## What you should do
Every line from the top of the records through the one bearing "box: [671, 226, 750, 277]" is to be reproduced exactly, and pictures are to be left out.

[Dataset items]
......

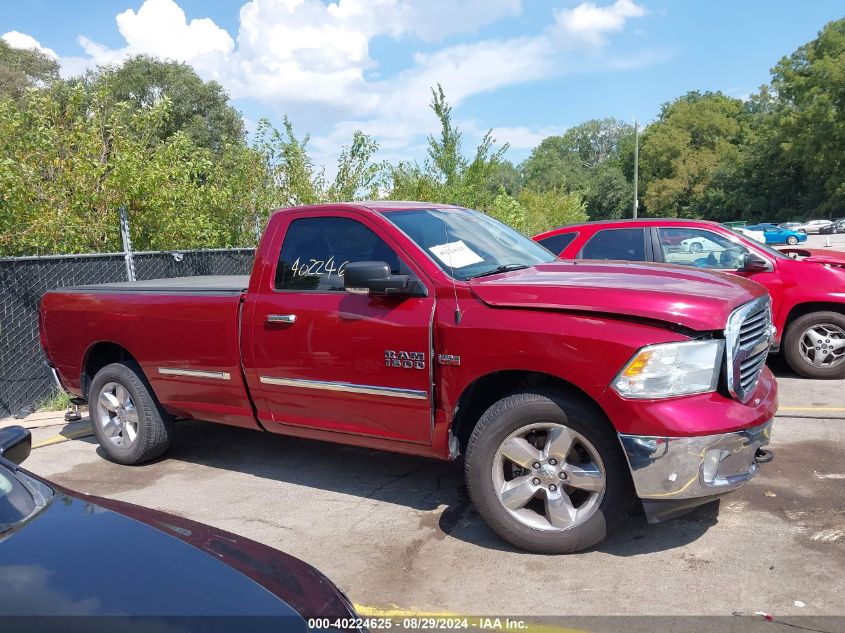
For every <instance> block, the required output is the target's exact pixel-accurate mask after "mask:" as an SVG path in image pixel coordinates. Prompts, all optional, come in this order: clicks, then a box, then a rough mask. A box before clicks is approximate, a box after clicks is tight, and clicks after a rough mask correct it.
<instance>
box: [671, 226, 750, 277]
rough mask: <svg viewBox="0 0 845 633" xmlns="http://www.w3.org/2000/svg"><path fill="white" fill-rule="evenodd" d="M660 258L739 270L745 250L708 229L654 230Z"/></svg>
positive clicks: (687, 264)
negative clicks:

......

## Solution to this task
For every <instance> block, the required output is the target's exact pixel-accurate mask after "mask:" as an SVG path in image pixel coordinates. Prompts, all optional, come in this order: clicks, then a box, then a rough mask. A box before clicks is approximate, a box after clicks is tight, and clicks after a rough mask correct it.
<instance>
box: [671, 226, 750, 277]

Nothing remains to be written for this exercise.